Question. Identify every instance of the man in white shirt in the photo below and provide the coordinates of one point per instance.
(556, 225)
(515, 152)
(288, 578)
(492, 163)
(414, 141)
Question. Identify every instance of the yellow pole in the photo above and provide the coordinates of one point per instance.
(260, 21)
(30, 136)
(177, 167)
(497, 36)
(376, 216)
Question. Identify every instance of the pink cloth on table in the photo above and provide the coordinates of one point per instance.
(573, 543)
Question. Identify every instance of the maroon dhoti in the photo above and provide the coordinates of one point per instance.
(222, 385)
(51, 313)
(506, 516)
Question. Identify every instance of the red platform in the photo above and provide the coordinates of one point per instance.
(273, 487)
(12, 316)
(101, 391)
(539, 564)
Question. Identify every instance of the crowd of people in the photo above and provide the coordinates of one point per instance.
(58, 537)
*-*-*
▸ WHAT YOU ARE ASKED TO DO: The answer must be a word-for-word transcription of every record above.

▸ PROBLEM SOLUTION:
Question. Identify every instance of the man in white shirt in the photo below and provide the coordinates of one point per instance.
(556, 225)
(515, 152)
(288, 578)
(492, 163)
(414, 141)
Question. Identify every instance of the yellow pole in the photo above and provide the coordinates of one point per instance.
(260, 21)
(30, 136)
(177, 167)
(497, 36)
(376, 216)
Question. Identify every instance of the pink cloth on table in the photo above and provide the coordinates of one point per instance.
(573, 543)
Question. Identify every instance of the maroon dhoti in the photo above and provide the coordinates of one point per instance.
(222, 385)
(51, 313)
(506, 516)
Question. Identify every instance of the red platform in the photo above and provide the coordinates of one point per instance.
(273, 487)
(12, 316)
(101, 391)
(539, 564)
Question. Identify every instance of the crowd of people in the photo above and provide the coordinates of one point per instance.
(58, 537)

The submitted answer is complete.